→ WORK REQUIRED: Starting at the beginning of the entries and ending at the line containing "[[101, 67]]", with both ends included, reproduce every line, including the wording of each entry, and add 39 to each x and y coordinate in the answers.

→ PROVIDED INFORMATION:
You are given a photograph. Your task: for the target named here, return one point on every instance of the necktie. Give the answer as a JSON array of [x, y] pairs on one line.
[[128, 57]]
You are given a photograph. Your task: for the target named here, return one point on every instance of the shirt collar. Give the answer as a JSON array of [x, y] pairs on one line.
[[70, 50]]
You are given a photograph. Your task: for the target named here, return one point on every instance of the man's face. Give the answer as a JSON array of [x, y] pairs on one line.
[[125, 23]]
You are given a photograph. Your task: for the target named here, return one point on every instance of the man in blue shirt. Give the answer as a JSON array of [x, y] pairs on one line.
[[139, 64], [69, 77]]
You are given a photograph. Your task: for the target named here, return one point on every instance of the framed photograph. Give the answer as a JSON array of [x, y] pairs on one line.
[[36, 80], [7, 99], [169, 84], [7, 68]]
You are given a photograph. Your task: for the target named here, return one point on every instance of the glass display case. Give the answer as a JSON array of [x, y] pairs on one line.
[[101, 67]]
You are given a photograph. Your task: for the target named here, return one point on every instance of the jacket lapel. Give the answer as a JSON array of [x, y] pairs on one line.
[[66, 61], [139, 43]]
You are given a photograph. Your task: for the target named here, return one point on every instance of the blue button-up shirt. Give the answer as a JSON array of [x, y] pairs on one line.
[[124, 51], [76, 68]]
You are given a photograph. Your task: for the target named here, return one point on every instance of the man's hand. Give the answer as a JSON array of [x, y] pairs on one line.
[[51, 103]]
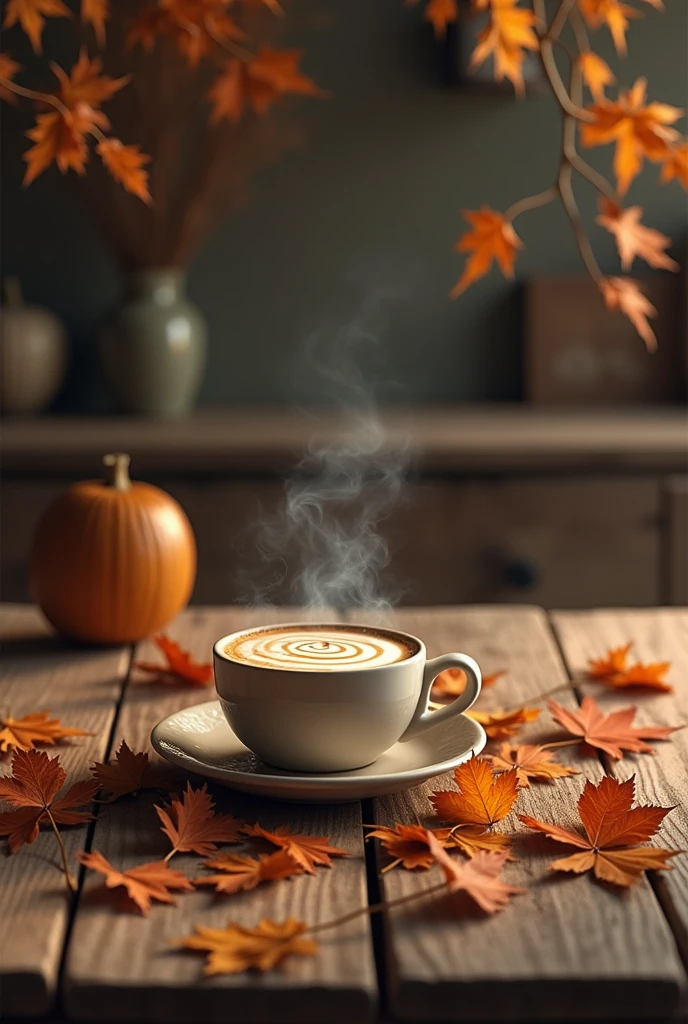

→ ANSWER TO THIS TASK:
You are given a photograph. Your task: for the target named here, return one point on every instance of the necktie. Give the answer as a JSON array of [x, y] pairs on one line.
[[167, 96]]
You are given a photograph. Your task: for the target named here, return one point on every instance of the shirt collar. Give the answer as a JSON array of [x, y] pairs on one line.
[[109, 89]]
You are given a photograph. Your task: for the target named here, return one point on every instance of the man's face. Give the answer as a JSON array of [x, y] pairs on one line.
[[164, 62]]
You are given a photograph. Your task: for the target named here, return one point on every instance of the man in blue shirt. Give the answer as a JSON array of [x, y] pairs on one line.
[[178, 103], [108, 116]]
You are given a photograph. Your task: for the target named here, return one point on every instance of the framed photograph. Give the answer as a JSON array of [x, y] pairs on one line.
[[75, 119], [46, 138], [208, 123], [46, 107]]
You are given a photograph. Your task: for the target named here, return one point on every instance of the glass display case. Give the answer as a JSON array of [x, y] pairs on one line.
[[140, 106]]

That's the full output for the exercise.